━━━━━ Supplied records

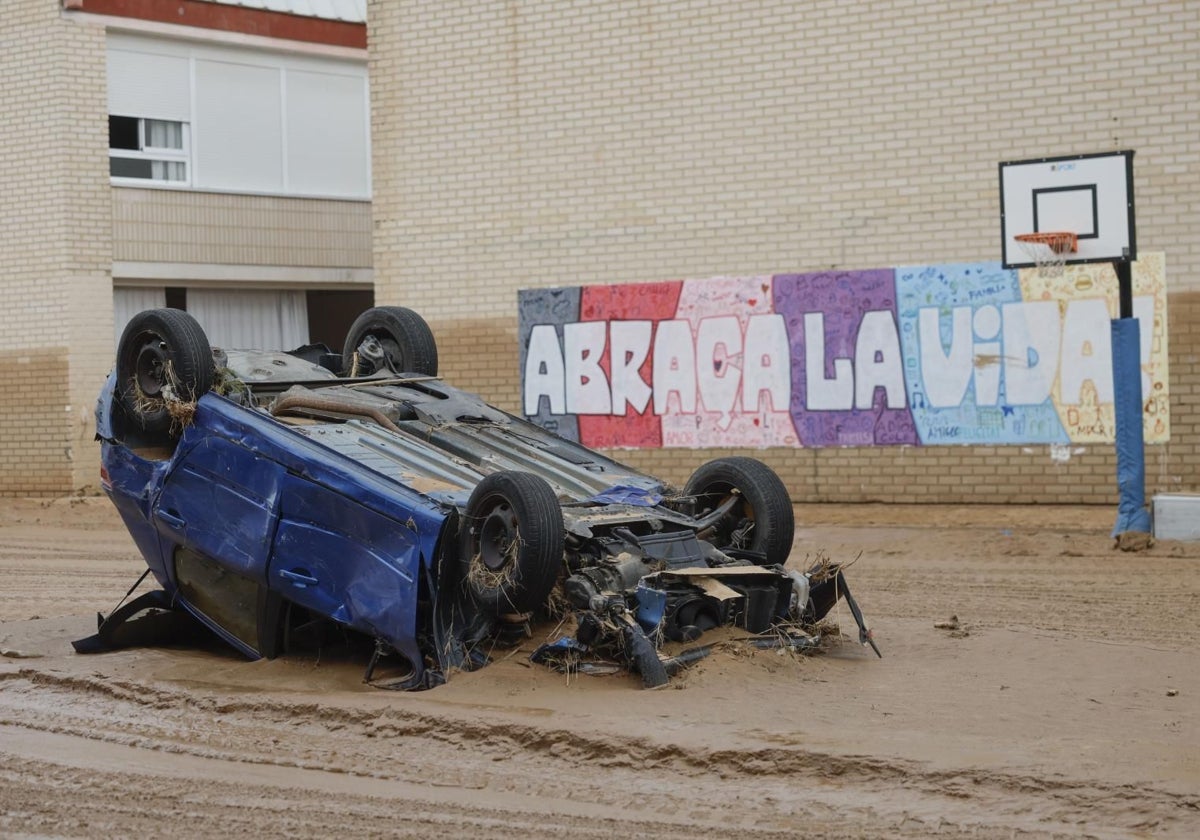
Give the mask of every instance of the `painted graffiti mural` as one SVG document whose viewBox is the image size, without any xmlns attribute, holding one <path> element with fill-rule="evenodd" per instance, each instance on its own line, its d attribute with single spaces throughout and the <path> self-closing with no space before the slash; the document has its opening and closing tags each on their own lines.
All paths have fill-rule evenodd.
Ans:
<svg viewBox="0 0 1200 840">
<path fill-rule="evenodd" d="M 1133 272 L 1151 443 L 1164 265 Z M 1111 442 L 1116 289 L 976 263 L 526 290 L 524 412 L 591 447 Z"/>
</svg>

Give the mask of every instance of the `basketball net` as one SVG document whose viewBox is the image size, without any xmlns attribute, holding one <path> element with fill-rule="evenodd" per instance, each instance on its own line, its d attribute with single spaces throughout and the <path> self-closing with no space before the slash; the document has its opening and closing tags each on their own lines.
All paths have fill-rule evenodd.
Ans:
<svg viewBox="0 0 1200 840">
<path fill-rule="evenodd" d="M 1037 266 L 1040 277 L 1061 277 L 1066 270 L 1067 254 L 1075 253 L 1079 237 L 1070 231 L 1018 233 L 1013 237 L 1025 257 Z"/>
</svg>

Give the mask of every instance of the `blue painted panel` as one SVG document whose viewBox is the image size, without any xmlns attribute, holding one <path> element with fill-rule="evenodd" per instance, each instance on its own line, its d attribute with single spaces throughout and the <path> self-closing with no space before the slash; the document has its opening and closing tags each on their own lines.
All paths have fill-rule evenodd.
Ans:
<svg viewBox="0 0 1200 840">
<path fill-rule="evenodd" d="M 1057 308 L 1024 303 L 1015 271 L 999 263 L 897 268 L 896 302 L 922 444 L 1068 442 L 1050 395 Z M 1041 315 L 1054 320 L 1053 331 L 1038 329 Z"/>
</svg>

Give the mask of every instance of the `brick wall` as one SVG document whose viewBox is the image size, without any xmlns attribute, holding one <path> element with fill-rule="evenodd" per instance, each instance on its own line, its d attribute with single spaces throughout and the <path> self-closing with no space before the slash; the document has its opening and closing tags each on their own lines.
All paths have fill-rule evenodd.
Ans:
<svg viewBox="0 0 1200 840">
<path fill-rule="evenodd" d="M 48 384 L 68 381 L 67 348 L 0 352 L 0 366 L 0 485 L 21 495 L 61 495 L 72 481 L 66 388 Z"/>
<path fill-rule="evenodd" d="M 0 494 L 97 484 L 112 358 L 104 32 L 59 0 L 0 18 Z"/>
<path fill-rule="evenodd" d="M 1200 5 L 372 0 L 376 299 L 518 409 L 516 291 L 999 259 L 997 163 L 1132 148 L 1200 490 Z M 800 500 L 1098 502 L 1110 446 L 767 450 Z M 676 481 L 717 452 L 619 457 Z"/>
</svg>

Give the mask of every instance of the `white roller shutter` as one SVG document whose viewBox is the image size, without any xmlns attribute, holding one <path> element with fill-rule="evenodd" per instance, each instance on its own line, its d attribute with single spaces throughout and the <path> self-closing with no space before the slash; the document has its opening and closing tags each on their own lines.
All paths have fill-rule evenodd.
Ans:
<svg viewBox="0 0 1200 840">
<path fill-rule="evenodd" d="M 142 287 L 118 287 L 113 289 L 113 347 L 121 341 L 121 333 L 133 316 L 143 309 L 162 309 L 167 305 L 165 289 Z"/>
<path fill-rule="evenodd" d="M 196 186 L 282 192 L 282 69 L 208 59 L 195 64 Z"/>
<path fill-rule="evenodd" d="M 156 120 L 191 120 L 186 55 L 108 49 L 108 113 Z"/>
<path fill-rule="evenodd" d="M 370 195 L 367 78 L 287 71 L 288 191 Z"/>
<path fill-rule="evenodd" d="M 214 347 L 294 350 L 308 344 L 304 292 L 188 289 L 187 309 Z"/>
</svg>

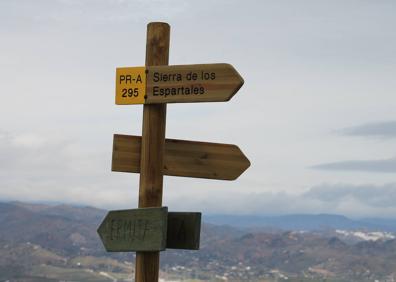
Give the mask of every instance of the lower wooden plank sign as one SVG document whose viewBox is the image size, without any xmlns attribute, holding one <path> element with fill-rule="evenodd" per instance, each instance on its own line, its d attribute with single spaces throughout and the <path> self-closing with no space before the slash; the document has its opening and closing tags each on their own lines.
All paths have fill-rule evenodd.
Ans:
<svg viewBox="0 0 396 282">
<path fill-rule="evenodd" d="M 110 211 L 98 228 L 108 252 L 163 251 L 168 208 Z"/>
<path fill-rule="evenodd" d="M 201 213 L 168 213 L 166 247 L 170 249 L 199 250 Z"/>
<path fill-rule="evenodd" d="M 112 171 L 140 172 L 140 136 L 114 135 Z M 165 140 L 164 175 L 234 180 L 250 166 L 236 145 Z"/>
</svg>

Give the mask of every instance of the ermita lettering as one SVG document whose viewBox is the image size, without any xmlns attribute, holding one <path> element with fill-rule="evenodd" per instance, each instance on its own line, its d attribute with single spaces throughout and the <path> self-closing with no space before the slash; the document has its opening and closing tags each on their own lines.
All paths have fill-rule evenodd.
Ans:
<svg viewBox="0 0 396 282">
<path fill-rule="evenodd" d="M 109 223 L 110 232 L 108 234 L 112 241 L 144 241 L 146 233 L 149 231 L 148 220 L 112 219 Z"/>
</svg>

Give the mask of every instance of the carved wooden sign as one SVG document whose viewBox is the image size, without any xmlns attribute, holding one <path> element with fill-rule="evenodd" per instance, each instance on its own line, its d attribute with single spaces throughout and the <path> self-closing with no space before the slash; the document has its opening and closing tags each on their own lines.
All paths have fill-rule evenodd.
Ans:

━━━━━━━━━━

| What to do |
Would you write out each record above exactly, with no images?

| Output of the task |
Give the mask of every instance of the `painted graffiti mural` as one SVG document whose viewBox is the image size, without any xmlns attribute, holding one <path> element with fill-rule="evenodd" per instance, each instance on its own line, its d attribute with single spaces throughout and the <path> self-closing with no space before the slash; the document has its opening and closing tags each on their own lines.
All paths have fill-rule evenodd.
Ans:
<svg viewBox="0 0 1200 840">
<path fill-rule="evenodd" d="M 1133 272 L 1151 443 L 1164 265 Z M 1111 442 L 1116 289 L 976 263 L 526 290 L 524 412 L 591 447 Z"/>
</svg>

Give the mask of every instance of the `basketball net` as one SVG document whose viewBox is the image size, without any xmlns attribute, holding one <path> element with fill-rule="evenodd" per instance, each instance on its own line, its d attribute with single spaces throughout and the <path> self-closing with no space before the slash; the document has its opening and closing tags each on their own lines.
All paths have fill-rule evenodd.
Ans:
<svg viewBox="0 0 1200 840">
<path fill-rule="evenodd" d="M 1037 266 L 1040 277 L 1061 277 L 1066 270 L 1067 254 L 1075 253 L 1079 237 L 1070 231 L 1018 233 L 1013 237 L 1025 257 Z"/>
</svg>

Give the mask of every instance of the `blue painted panel` as one SVG document whose viewBox is the image size, without any xmlns attribute, holding one <path> element with fill-rule="evenodd" per instance, each instance on its own line, its d attribute with single spaces throughout and the <path> self-closing with no space before the slash; the document has its opening and closing tags each on their own lines.
All paths have fill-rule evenodd.
Ans:
<svg viewBox="0 0 1200 840">
<path fill-rule="evenodd" d="M 1057 308 L 1024 303 L 1015 271 L 999 263 L 897 268 L 896 302 L 922 444 L 1068 442 L 1050 395 Z M 1041 315 L 1054 320 L 1053 331 L 1038 329 Z"/>
</svg>

Give the mask of every instance of the `brick wall` as one SVG document whose viewBox is the image size, without any xmlns attribute, holding one <path> element with fill-rule="evenodd" per instance, each instance on its own line, its d attribute with single spaces throughout and the <path> self-closing with no space before the slash; the document has its opening and closing tags each on their own lines.
All paths have fill-rule evenodd.
Ans:
<svg viewBox="0 0 1200 840">
<path fill-rule="evenodd" d="M 48 384 L 68 381 L 67 348 L 0 352 L 0 366 L 0 485 L 21 495 L 61 495 L 72 481 L 66 388 Z"/>
<path fill-rule="evenodd" d="M 0 494 L 97 484 L 112 358 L 104 32 L 59 0 L 0 18 Z"/>
<path fill-rule="evenodd" d="M 1200 5 L 372 0 L 376 299 L 518 409 L 516 291 L 999 259 L 997 163 L 1132 148 L 1200 490 Z M 800 500 L 1098 502 L 1110 446 L 767 450 Z M 676 481 L 717 452 L 619 457 Z"/>
</svg>

Give the mask of every instance of the `white roller shutter` as one SVG document whose viewBox is the image size, without any xmlns attribute, holding one <path> element with fill-rule="evenodd" per instance, each instance on its own line, its d attribute with single spaces throughout and the <path> self-closing with no space before the slash; the document has its opening and closing tags each on their own lines.
All paths have fill-rule evenodd.
Ans:
<svg viewBox="0 0 1200 840">
<path fill-rule="evenodd" d="M 142 287 L 118 287 L 113 289 L 113 347 L 121 341 L 121 333 L 133 316 L 143 309 L 162 309 L 167 305 L 165 289 Z"/>
<path fill-rule="evenodd" d="M 196 186 L 282 192 L 282 69 L 208 59 L 195 64 Z"/>
<path fill-rule="evenodd" d="M 156 120 L 191 120 L 186 55 L 108 49 L 108 113 Z"/>
<path fill-rule="evenodd" d="M 370 195 L 367 78 L 287 71 L 288 191 Z"/>
<path fill-rule="evenodd" d="M 214 347 L 294 350 L 308 344 L 304 292 L 188 289 L 187 309 Z"/>
</svg>

Give the mask of every instance of the lower wooden plank sign as one SVG document whose viewBox is the image size, without any xmlns attribute, holding one <path> element with fill-rule="evenodd" per instance, each instance on its own line, its d attribute with single spaces throughout and the <path> self-closing with no space before the slash; the document has its opening and closing tags each on their own lines.
All paths have fill-rule evenodd.
Ans:
<svg viewBox="0 0 396 282">
<path fill-rule="evenodd" d="M 110 211 L 98 228 L 108 252 L 163 251 L 168 208 Z"/>
<path fill-rule="evenodd" d="M 201 213 L 168 213 L 166 247 L 170 249 L 199 250 Z"/>
<path fill-rule="evenodd" d="M 112 171 L 140 172 L 140 136 L 114 135 Z M 165 140 L 164 175 L 234 180 L 250 166 L 236 145 Z"/>
</svg>

Give the mask of every instance of the ermita lettering as one SVG document whose viewBox is the image size, without any xmlns attribute, holding one <path> element with fill-rule="evenodd" per instance, each instance on its own line, its d attribute with single spaces throughout and the <path> self-closing with no space before the slash; the document has its opening and closing tags each on their own lines.
All paths have fill-rule evenodd.
Ans:
<svg viewBox="0 0 396 282">
<path fill-rule="evenodd" d="M 109 223 L 110 232 L 108 234 L 112 241 L 144 241 L 146 233 L 149 231 L 148 220 L 112 219 Z"/>
</svg>

Give the mask of every instance of the carved wooden sign as one SVG document whose viewBox is the image size, without any xmlns attribute, holding one <path> element with fill-rule="evenodd" per instance, each instance on its own line, its d attribute with single spaces throughout and the <path> self-closing with no space before the slash; the document has its opening and closing tags each on their own lines.
All paths have fill-rule evenodd.
Ans:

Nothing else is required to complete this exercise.